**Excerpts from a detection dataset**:
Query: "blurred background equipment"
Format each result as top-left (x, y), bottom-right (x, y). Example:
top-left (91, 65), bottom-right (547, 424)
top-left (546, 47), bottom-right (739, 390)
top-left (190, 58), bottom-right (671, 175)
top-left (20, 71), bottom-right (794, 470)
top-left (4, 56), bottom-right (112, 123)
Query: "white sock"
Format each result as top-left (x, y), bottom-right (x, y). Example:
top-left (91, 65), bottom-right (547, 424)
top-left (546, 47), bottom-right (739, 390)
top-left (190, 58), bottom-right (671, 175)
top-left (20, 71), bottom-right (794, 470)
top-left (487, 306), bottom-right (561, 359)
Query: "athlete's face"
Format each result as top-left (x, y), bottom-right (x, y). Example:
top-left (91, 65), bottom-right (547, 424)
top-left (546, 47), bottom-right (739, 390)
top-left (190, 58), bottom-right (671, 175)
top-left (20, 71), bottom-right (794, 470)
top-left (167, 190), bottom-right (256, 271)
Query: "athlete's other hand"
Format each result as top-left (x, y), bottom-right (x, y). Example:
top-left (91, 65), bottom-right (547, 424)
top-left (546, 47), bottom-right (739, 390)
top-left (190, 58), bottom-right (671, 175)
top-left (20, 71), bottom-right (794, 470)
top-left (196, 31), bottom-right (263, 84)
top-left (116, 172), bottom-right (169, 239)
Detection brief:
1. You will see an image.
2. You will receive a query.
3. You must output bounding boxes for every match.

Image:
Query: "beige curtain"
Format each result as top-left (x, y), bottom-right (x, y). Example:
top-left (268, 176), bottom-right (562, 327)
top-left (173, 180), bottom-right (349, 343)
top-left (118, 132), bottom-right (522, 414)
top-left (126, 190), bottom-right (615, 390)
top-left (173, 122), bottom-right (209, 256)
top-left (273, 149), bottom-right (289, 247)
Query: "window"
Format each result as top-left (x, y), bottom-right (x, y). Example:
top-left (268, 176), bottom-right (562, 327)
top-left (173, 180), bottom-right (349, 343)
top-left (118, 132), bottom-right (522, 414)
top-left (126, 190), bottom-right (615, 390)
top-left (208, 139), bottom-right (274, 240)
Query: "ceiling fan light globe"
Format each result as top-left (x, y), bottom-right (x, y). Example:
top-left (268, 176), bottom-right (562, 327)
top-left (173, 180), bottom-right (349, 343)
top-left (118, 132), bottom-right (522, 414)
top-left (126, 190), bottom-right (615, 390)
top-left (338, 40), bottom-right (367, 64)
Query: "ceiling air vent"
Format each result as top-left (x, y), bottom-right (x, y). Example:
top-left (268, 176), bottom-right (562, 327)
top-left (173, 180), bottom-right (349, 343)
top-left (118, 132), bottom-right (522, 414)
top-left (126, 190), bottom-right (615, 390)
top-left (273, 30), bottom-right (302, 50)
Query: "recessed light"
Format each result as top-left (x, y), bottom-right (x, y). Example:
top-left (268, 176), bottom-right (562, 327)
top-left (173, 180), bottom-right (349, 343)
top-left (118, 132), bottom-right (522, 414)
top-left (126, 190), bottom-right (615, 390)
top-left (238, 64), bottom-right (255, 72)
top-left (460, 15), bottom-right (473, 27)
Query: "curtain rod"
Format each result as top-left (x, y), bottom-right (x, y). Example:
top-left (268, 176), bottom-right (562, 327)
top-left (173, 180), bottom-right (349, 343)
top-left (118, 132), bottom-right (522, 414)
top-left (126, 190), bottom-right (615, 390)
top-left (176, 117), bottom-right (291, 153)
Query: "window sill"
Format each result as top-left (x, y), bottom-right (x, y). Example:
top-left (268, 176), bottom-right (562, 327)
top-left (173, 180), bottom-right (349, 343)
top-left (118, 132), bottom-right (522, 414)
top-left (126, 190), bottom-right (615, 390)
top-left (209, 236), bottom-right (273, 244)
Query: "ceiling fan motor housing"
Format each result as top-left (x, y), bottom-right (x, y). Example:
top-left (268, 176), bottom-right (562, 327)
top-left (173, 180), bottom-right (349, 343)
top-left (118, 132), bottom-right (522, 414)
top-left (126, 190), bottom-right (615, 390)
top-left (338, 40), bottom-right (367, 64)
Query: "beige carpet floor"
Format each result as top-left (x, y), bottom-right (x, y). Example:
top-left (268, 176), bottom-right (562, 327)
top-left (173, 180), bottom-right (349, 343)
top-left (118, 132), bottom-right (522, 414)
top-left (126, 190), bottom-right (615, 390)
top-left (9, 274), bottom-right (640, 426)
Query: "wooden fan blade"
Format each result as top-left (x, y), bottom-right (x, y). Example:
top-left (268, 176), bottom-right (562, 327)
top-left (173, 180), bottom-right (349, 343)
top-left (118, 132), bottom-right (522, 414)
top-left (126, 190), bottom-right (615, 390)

**Task objective**:
Rewrite all of the lines above so that "Example" becomes "Sample" wherever it occurs. Leave everything else unchanged.

**The completed task**:
Query: "blurred background equipment"
Format each result as top-left (x, y), bottom-right (x, y). Sample:
top-left (91, 65), bottom-right (547, 424)
top-left (546, 47), bottom-right (739, 390)
top-left (190, 58), bottom-right (671, 175)
top-left (20, 71), bottom-right (794, 470)
top-left (4, 56), bottom-right (112, 123)
Query: "white sock"
Format each result as top-left (x, y), bottom-right (x, y). Sample:
top-left (91, 65), bottom-right (547, 424)
top-left (546, 47), bottom-right (739, 390)
top-left (190, 58), bottom-right (671, 175)
top-left (20, 71), bottom-right (794, 470)
top-left (487, 306), bottom-right (561, 359)
Query: "athlete's face"
Format each result as top-left (x, y), bottom-right (x, y). Sample:
top-left (91, 65), bottom-right (547, 424)
top-left (546, 47), bottom-right (739, 390)
top-left (190, 58), bottom-right (671, 175)
top-left (20, 71), bottom-right (794, 470)
top-left (167, 190), bottom-right (256, 271)
Query: "athlete's other hand"
Format each result as top-left (x, y), bottom-right (x, y). Sample:
top-left (91, 65), bottom-right (547, 424)
top-left (546, 47), bottom-right (739, 390)
top-left (190, 58), bottom-right (671, 175)
top-left (20, 71), bottom-right (794, 470)
top-left (196, 31), bottom-right (263, 84)
top-left (116, 172), bottom-right (169, 239)
Detection brief:
1. You will see an image.
2. You will receive a query.
3. You must output bounding boxes for every match.

Image:
Query: "beige curtain"
Format each result as top-left (x, y), bottom-right (x, y). Sample:
top-left (268, 176), bottom-right (562, 327)
top-left (173, 180), bottom-right (349, 343)
top-left (118, 132), bottom-right (522, 414)
top-left (126, 190), bottom-right (615, 390)
top-left (173, 122), bottom-right (209, 256)
top-left (273, 149), bottom-right (289, 247)
Query: "window"
Format each result as top-left (x, y), bottom-right (x, y). Sample:
top-left (268, 176), bottom-right (562, 327)
top-left (173, 180), bottom-right (349, 343)
top-left (118, 132), bottom-right (522, 414)
top-left (126, 190), bottom-right (615, 390)
top-left (208, 139), bottom-right (274, 240)
Query: "ceiling fan light globe"
Format each result as top-left (x, y), bottom-right (x, y). Sample:
top-left (268, 176), bottom-right (562, 327)
top-left (173, 180), bottom-right (349, 343)
top-left (118, 132), bottom-right (522, 414)
top-left (126, 190), bottom-right (615, 390)
top-left (338, 40), bottom-right (367, 64)
Query: "ceiling air vent"
Format each result as top-left (x, y), bottom-right (x, y). Sample:
top-left (268, 176), bottom-right (562, 327)
top-left (173, 180), bottom-right (349, 343)
top-left (118, 132), bottom-right (522, 414)
top-left (126, 190), bottom-right (615, 390)
top-left (273, 30), bottom-right (302, 50)
Query: "recessed light"
Format each result as top-left (x, y), bottom-right (x, y). Sample:
top-left (268, 176), bottom-right (562, 327)
top-left (173, 180), bottom-right (349, 343)
top-left (118, 132), bottom-right (522, 414)
top-left (126, 190), bottom-right (615, 390)
top-left (238, 64), bottom-right (255, 72)
top-left (460, 15), bottom-right (473, 27)
Query: "curtain rod"
Format each result as top-left (x, y), bottom-right (x, y). Sample:
top-left (268, 176), bottom-right (562, 327)
top-left (173, 180), bottom-right (349, 343)
top-left (118, 132), bottom-right (522, 414)
top-left (126, 190), bottom-right (615, 390)
top-left (176, 117), bottom-right (291, 153)
Query: "window sill"
Format each result as top-left (x, y), bottom-right (x, y). Sample:
top-left (268, 176), bottom-right (562, 327)
top-left (173, 180), bottom-right (349, 343)
top-left (118, 132), bottom-right (522, 414)
top-left (126, 190), bottom-right (615, 390)
top-left (209, 236), bottom-right (273, 244)
Query: "ceiling fan motor housing"
Format each result as top-left (x, y), bottom-right (x, y). Sample:
top-left (268, 176), bottom-right (562, 327)
top-left (173, 180), bottom-right (349, 343)
top-left (118, 132), bottom-right (522, 414)
top-left (126, 190), bottom-right (615, 390)
top-left (338, 40), bottom-right (367, 64)
Query: "beige carpet floor"
Format each result as top-left (x, y), bottom-right (x, y). Sample:
top-left (268, 176), bottom-right (562, 327)
top-left (173, 180), bottom-right (349, 343)
top-left (118, 132), bottom-right (522, 414)
top-left (126, 190), bottom-right (615, 390)
top-left (9, 274), bottom-right (640, 426)
Query: "wooden fan blade"
Format each result as top-left (x, y), bottom-right (x, y). Sample:
top-left (268, 176), bottom-right (562, 327)
top-left (173, 180), bottom-right (349, 343)
top-left (118, 132), bottom-right (522, 414)
top-left (126, 190), bottom-right (615, 390)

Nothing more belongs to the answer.